## Dataset content
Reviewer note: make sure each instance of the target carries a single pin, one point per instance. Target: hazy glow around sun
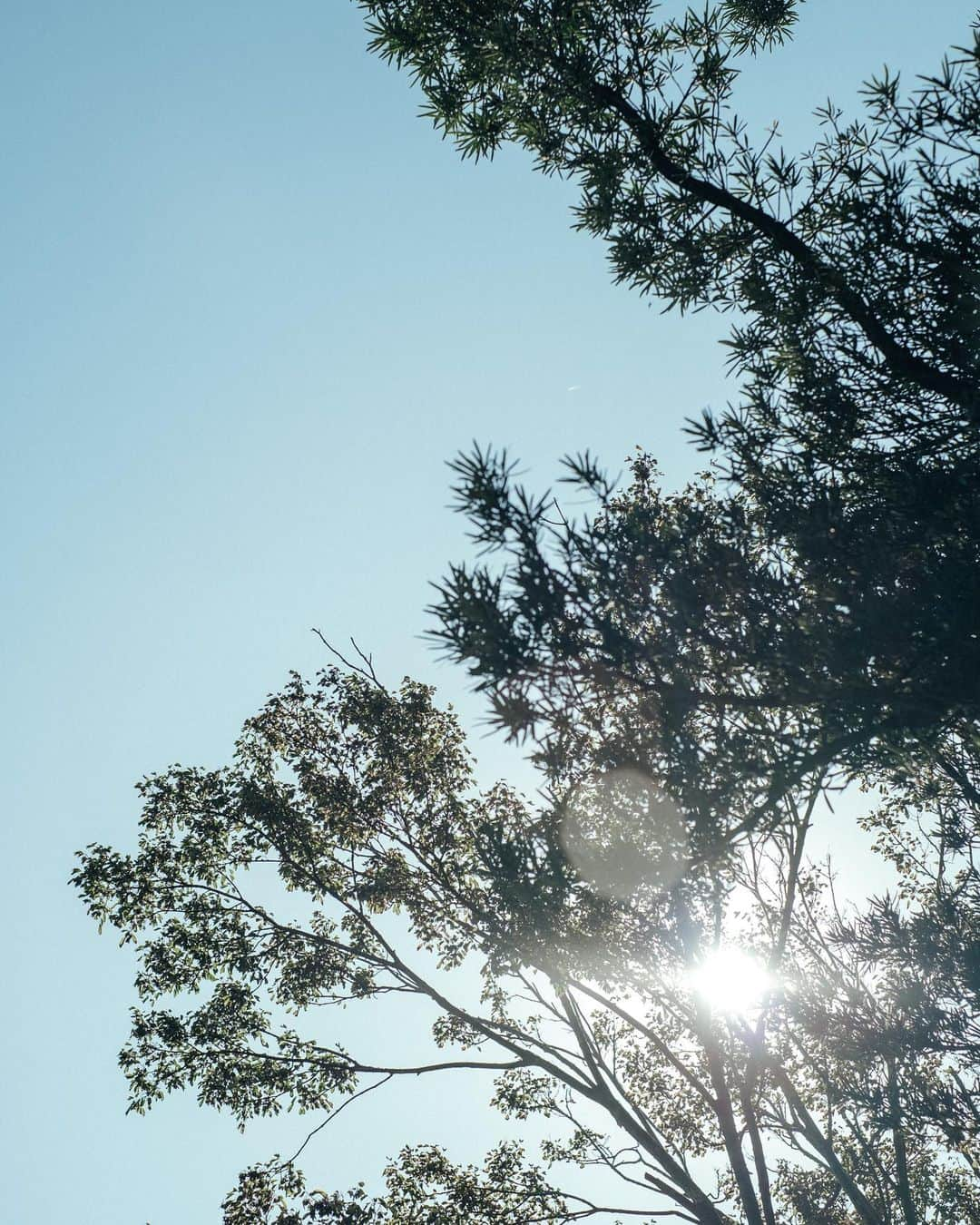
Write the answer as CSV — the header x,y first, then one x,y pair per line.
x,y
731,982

==

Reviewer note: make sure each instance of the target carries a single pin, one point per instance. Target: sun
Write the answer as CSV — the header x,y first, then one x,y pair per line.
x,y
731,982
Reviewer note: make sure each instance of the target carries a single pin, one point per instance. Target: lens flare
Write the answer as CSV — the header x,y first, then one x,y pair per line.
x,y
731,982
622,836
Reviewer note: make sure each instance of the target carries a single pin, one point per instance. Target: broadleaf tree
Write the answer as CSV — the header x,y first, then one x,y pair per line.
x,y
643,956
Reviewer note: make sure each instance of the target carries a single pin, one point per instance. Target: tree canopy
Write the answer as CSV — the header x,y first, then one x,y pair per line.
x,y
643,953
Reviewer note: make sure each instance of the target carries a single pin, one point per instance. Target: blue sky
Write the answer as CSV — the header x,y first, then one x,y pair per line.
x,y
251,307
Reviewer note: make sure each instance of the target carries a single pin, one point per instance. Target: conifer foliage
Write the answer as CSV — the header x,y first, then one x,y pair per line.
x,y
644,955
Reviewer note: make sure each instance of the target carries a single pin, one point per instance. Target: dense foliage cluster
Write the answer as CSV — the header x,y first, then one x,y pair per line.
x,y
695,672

## Objective
Count the lines above that contain the string "sure", treating uppercase and lowercase as different, and reply with only the number.

## Solution to this problem
8